• _Yazılı Görevler_:
1 - Metinde "İK alanında çalışan/okuyan" diye başlayan paragrafı, ana bilgileri koruyarak daha kısa biçimde yeniden yaz.
2 - Metinde "Halkla ilişkiler mi" ifadesinden "Müdür olmuş hatta." ifadesine kadar her şeyi yeniden yaz, ancak "komşu" yerine "tanıdık" koyarak değiştir.
3 - Metne göre şu soruları yanıtla:
(a) Metnin başında hangi tarih yer alıyor?
(b) Teyzenin sözünü ettiği komşu ne olmuş?
(c) İnsan Kaynakları okuyan kişi kendini Çocuklar Duymasın'daki hangi karaktere benzetiyor?

• _Metin Alıntısı_:
********************
24 Ekim 2011 Pazartesi

Halkla ilişkiler mi Personel Yönetimi mi İnsan Kaynakları mı?

 -Ne okuyorsun/nerde çalışıyorsun kızım?
- İnsan Kaynakları teyzeciğim.
- Bizim de bir komşu var, o da senin gibi halkla ilişkilerde. Müdür olmuş hatta.
- Benimki İnsan Kaynakları ama..
- Ne farkı var yavrum? Ha Halkla İlişkiler, Ha İnsan Kaynakları işte.
- Benimki hani Çocuklar Duymasın’ın Meltem’i var ya onun gibi. Hani Haluk diyor ya, “Personel Müdürü”
.......
İK alanında çalışan/okuyan pek çok kişi benzer diyaloglar yaşamıştır eminim. Üstelik insan kaynaklarının halkla ilişkilerle karıştırılmasını önlemeye çalışırken personel yönetimiyle karıştırılmasına razı olur hale büründüğümü farkettim birden. Her ne kadar İkcılar tıpkı Meltem gibi İnsan Kaynaklarının Personel Yönetimi ile bir tutulmasına kızsa da, Halkla İlişkiler ile karıştırılması daha ürkütücü gözükmüştü gözüme. Ne de olsa insan kaynaklarının gelişiminin bir parçası sayılabilirdi “Personel Yönetimi”. Oysa Halkla İlişkiler hernekadar çalışanla olan iletişimi de kapsasa da nispeten uzak bir alandı. Bu yüzden ilk yazımda bu kavramları ele almak istedim.
********************
• _Kayıt Kümesi_:
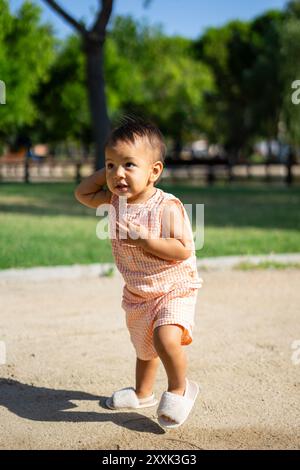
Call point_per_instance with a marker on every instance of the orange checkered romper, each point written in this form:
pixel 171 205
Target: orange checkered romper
pixel 156 291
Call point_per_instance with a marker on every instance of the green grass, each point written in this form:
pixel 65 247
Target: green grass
pixel 247 266
pixel 43 225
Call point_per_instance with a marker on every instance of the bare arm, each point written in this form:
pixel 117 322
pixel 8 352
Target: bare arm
pixel 90 191
pixel 176 243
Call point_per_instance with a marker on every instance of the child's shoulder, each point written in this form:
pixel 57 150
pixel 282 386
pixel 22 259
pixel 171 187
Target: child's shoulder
pixel 169 197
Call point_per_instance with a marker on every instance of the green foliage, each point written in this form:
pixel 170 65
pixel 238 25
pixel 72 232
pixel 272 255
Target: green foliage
pixel 26 51
pixel 245 61
pixel 62 99
pixel 157 77
pixel 290 72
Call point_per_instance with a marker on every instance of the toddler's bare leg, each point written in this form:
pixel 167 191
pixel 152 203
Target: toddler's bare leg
pixel 167 342
pixel 145 376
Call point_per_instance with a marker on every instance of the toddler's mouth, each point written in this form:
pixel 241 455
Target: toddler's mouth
pixel 122 187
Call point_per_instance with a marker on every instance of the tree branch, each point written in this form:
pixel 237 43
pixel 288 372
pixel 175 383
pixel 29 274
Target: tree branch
pixel 102 19
pixel 54 5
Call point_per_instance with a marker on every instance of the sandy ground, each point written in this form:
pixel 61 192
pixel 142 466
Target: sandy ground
pixel 68 349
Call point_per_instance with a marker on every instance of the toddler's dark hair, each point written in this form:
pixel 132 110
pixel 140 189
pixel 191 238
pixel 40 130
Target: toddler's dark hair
pixel 130 127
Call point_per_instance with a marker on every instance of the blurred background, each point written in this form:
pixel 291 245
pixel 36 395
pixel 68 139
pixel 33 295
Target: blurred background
pixel 222 81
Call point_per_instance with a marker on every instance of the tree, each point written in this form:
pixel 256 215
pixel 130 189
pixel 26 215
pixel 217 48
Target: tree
pixel 26 52
pixel 245 61
pixel 158 78
pixel 290 73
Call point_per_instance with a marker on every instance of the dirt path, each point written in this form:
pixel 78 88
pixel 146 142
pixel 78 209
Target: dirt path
pixel 68 348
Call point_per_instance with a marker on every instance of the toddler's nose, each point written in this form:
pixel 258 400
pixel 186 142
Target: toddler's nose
pixel 120 171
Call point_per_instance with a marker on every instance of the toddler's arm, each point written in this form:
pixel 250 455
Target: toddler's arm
pixel 176 244
pixel 90 191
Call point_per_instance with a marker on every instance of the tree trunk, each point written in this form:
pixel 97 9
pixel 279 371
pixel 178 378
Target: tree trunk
pixel 97 99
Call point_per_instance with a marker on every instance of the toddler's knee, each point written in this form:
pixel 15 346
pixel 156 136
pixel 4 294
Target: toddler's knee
pixel 164 341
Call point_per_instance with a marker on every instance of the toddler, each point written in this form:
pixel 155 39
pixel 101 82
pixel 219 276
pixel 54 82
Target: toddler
pixel 153 247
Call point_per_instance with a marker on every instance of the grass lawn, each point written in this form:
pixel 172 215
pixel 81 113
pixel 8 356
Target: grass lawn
pixel 43 224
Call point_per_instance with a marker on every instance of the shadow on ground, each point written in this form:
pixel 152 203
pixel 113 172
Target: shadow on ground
pixel 44 404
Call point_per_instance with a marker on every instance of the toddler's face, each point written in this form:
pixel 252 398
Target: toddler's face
pixel 131 169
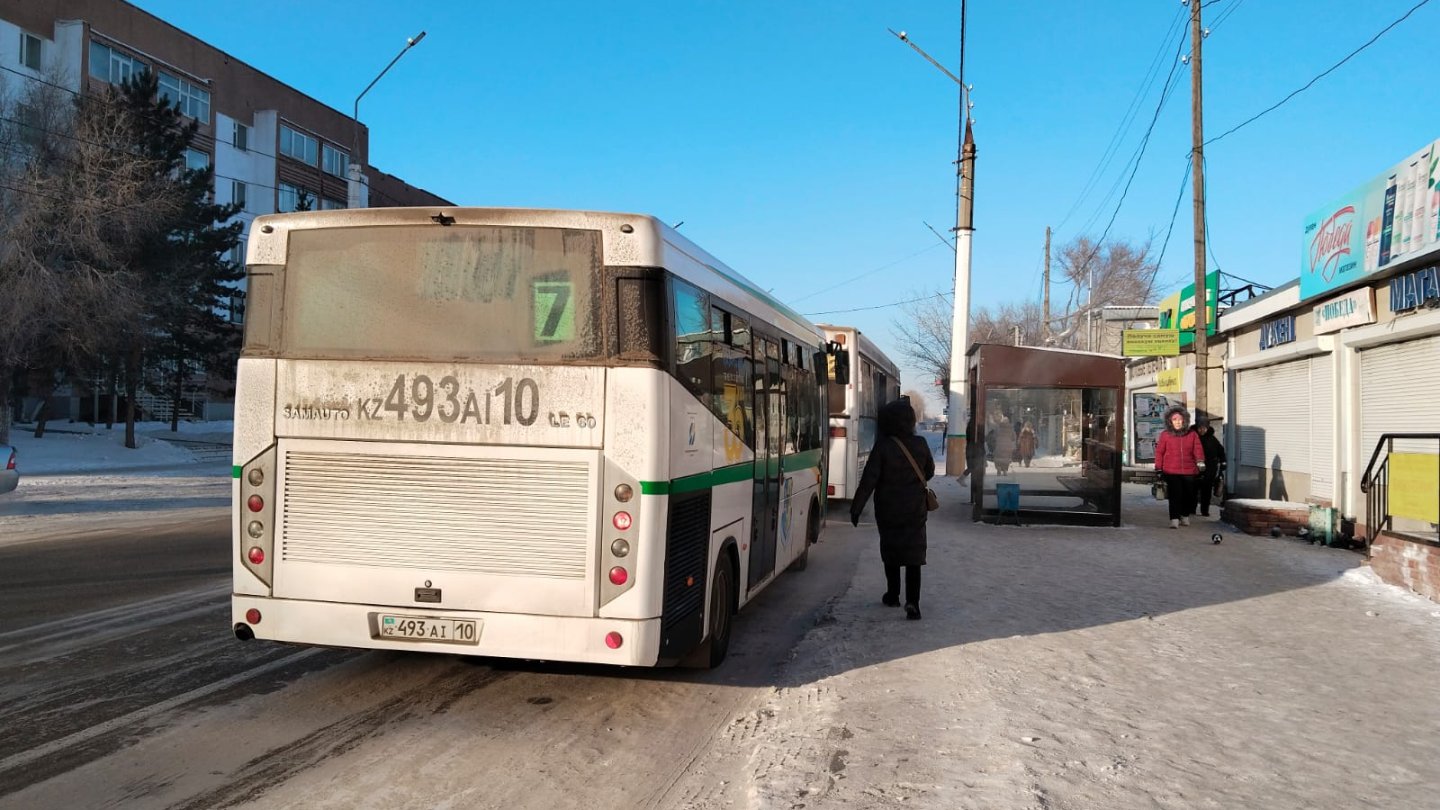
********************
• _Çözülmüş Görevler_:
1 - İK alanında çalışan ya da okuyan birçok kişi benzer konuşmalar yaşamıştır. Yazar, İK'nin halkla ilişkilerle karıştırılmasını önlemeye çalışırken personel yönetimiyle karıştırılmasına razı olduğunu fark etmiştir. İK'cılar, Meltem gibi, personel yönetimiyle bir tutulmaya kızsa da halkla ilişkilerle karıştırılmak yazara daha ürkütücü gelmiştir. Çünkü personel yönetimi İK'nin gelişiminin bir parçası sayılabilir. Halkla ilişkiler ise çalışanla iletişimi kapsasa da görece uzak bir alandır. Bu nedenle yazar, ilk yazısında bu kavramları ele almak istemiştir.

2 -
Halkla ilişkiler mi Personel Yönetimi mi İnsan Kaynakları mı?

 -Ne okuyorsun/nerde çalışıyorsun kızım?
- İnsan Kaynakları teyzeciğim.
- Bizim de bir tanıdık var, o da senin gibi halkla ilişkilerde. Müdür olmuş hatta.

3 -
(a) 24 Ekim 2011 Pazartesi
(b) Müdür olmuş.
(c) Meltem'e